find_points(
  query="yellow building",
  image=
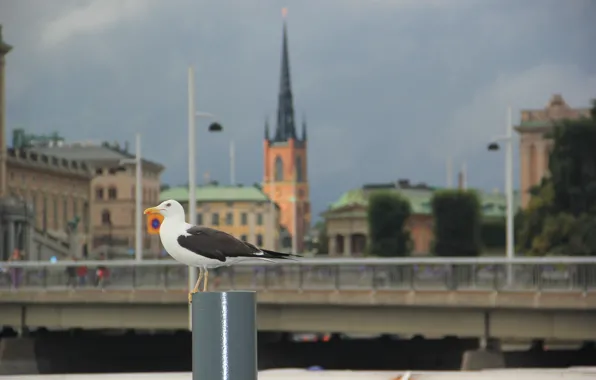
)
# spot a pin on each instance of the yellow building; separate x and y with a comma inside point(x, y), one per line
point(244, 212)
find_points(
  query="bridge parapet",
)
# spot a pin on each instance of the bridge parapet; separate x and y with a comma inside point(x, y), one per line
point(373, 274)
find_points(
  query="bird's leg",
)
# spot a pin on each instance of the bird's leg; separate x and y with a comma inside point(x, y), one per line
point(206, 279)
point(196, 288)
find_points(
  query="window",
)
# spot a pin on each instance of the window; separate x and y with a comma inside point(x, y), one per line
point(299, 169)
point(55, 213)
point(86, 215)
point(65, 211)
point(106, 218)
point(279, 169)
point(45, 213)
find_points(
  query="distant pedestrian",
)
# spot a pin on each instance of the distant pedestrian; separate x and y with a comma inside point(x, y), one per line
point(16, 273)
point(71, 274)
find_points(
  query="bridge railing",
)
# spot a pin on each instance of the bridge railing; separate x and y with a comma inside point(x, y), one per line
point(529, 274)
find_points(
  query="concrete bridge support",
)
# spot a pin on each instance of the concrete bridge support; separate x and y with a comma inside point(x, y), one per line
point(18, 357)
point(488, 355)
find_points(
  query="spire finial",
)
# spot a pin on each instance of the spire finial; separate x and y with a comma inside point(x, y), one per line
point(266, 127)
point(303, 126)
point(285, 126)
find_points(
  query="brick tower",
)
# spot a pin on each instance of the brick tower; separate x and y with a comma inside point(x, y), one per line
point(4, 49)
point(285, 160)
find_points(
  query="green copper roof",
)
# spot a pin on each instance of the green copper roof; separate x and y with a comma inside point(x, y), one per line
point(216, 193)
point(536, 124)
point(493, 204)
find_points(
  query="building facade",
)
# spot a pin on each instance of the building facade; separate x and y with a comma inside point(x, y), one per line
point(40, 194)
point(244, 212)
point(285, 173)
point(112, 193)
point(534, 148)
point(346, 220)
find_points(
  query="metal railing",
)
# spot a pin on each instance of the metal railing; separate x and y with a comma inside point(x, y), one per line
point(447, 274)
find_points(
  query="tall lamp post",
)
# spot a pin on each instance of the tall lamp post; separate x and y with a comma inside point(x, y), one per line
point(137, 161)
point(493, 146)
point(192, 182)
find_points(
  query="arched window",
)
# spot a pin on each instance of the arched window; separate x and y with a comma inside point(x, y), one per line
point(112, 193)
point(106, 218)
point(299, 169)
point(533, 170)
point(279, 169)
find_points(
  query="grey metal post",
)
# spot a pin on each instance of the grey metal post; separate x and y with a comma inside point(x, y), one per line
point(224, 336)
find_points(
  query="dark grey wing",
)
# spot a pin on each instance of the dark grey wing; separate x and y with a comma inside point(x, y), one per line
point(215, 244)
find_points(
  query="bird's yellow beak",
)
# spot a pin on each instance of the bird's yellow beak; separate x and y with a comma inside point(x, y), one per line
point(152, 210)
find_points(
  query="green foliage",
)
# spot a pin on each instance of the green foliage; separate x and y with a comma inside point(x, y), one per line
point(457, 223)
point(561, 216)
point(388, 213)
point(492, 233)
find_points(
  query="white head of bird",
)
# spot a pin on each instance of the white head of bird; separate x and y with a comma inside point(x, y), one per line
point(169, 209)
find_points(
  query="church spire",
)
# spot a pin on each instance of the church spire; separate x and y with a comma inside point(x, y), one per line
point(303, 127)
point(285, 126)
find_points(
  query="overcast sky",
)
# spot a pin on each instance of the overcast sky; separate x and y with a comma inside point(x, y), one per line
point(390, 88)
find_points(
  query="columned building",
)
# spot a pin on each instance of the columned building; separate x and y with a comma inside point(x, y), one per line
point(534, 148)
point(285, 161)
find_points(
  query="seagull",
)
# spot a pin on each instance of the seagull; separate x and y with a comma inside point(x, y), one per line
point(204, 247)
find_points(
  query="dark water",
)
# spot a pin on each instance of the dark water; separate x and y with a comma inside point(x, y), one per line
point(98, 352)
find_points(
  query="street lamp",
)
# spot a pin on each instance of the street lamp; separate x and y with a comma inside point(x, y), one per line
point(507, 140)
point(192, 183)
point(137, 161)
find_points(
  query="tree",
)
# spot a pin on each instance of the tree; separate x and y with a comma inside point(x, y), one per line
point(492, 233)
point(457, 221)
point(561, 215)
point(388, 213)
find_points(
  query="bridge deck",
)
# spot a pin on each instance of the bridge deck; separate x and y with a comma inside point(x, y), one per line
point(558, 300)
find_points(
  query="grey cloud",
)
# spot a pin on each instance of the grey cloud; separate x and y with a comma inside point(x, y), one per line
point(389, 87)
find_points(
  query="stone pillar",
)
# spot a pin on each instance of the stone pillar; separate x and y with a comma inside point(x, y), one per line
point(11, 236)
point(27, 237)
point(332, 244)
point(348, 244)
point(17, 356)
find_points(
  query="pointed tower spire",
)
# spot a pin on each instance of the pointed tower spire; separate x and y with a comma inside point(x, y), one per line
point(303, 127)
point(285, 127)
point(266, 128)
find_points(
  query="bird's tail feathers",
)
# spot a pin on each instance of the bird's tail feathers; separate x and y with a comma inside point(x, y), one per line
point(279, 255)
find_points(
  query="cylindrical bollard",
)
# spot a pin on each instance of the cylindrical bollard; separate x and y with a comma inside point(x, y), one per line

┄┄┄┄┄┄

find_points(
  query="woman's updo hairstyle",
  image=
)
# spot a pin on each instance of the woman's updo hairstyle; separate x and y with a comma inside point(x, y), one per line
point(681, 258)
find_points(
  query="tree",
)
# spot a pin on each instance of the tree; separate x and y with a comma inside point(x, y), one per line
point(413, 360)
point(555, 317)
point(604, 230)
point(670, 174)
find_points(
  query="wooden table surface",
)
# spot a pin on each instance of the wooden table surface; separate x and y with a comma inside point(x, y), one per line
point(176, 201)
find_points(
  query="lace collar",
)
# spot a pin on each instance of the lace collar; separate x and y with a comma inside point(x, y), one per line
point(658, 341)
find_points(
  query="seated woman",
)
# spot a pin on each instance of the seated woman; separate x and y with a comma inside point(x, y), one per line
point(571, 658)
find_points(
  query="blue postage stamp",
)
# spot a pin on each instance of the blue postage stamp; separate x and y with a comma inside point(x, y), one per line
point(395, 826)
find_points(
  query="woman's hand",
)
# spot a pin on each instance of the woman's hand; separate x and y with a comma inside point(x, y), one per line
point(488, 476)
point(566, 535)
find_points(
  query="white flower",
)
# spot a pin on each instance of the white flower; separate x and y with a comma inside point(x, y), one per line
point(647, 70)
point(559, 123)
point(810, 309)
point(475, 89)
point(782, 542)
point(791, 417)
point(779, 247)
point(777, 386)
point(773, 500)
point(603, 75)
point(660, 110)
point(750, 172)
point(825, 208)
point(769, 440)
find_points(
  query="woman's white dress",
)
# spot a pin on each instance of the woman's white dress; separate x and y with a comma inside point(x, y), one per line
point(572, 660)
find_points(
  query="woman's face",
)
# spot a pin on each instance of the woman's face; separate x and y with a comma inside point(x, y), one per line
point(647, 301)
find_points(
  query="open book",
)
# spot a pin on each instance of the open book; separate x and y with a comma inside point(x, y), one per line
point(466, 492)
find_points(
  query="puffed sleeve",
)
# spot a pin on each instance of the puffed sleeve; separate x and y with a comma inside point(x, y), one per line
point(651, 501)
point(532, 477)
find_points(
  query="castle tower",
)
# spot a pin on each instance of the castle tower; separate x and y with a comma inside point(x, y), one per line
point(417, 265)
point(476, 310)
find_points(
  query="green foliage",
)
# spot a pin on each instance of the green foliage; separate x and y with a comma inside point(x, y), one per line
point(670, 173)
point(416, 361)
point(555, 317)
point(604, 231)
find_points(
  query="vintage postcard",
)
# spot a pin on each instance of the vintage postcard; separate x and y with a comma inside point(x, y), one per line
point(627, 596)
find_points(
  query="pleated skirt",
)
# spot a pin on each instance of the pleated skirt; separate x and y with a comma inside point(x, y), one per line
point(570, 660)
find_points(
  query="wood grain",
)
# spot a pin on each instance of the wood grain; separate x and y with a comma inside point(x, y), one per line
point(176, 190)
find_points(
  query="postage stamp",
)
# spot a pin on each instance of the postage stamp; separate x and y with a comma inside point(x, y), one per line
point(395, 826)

┄┄┄┄┄┄

=== REQUIRED ACTION ===
Only the number is wanted: how many lines in the entries above contain the string "cylindrical"?

=== OUTPUT FOR THIS EXERCISE ===
2